Request: Update the lines starting with the line containing "Pin the red and" and going on through the end of the rows, swapping "tote bag" for "shopping bag" and changing nothing else. Give back only those lines.

Recorded information:
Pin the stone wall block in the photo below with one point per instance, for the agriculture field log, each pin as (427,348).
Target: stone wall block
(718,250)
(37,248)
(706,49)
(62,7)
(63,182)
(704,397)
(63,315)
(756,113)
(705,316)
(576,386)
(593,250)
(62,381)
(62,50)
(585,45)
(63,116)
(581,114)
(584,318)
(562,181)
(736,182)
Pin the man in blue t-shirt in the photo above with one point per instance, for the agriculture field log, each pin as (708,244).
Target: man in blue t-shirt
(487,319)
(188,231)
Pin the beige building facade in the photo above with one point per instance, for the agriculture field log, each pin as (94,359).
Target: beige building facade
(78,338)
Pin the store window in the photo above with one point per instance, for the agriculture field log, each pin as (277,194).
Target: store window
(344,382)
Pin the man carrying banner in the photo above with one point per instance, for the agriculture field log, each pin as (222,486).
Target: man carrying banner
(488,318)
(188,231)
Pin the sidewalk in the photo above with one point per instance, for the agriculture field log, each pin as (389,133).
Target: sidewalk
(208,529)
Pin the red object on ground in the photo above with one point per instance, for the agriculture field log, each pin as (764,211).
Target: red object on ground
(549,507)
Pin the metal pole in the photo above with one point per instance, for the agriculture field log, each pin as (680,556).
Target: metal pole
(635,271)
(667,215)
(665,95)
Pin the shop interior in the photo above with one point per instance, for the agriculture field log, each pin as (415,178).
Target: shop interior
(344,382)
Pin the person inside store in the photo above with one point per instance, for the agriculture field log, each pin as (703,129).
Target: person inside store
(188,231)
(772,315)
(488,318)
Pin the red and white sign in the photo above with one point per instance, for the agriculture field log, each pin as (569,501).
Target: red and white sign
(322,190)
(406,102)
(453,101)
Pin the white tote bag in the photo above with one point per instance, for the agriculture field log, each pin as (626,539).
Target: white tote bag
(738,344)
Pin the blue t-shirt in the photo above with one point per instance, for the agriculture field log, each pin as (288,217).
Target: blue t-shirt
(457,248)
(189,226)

Right answer:
Pin the red and white sign in the photo above with one point per instance, for the agriculture field log, each pin as (569,501).
Target: red and white sign
(322,190)
(406,102)
(453,101)
Pin the white shopping bag in the photo above with one point per instance, for the agriculture field log, each pin as (626,539).
Target: white shopping bag
(738,344)
Pin the blue t-shirt in the photo above with one point per instance, for the agriculture field log, each pin as (288,217).
Target: blue t-shirt
(457,248)
(189,226)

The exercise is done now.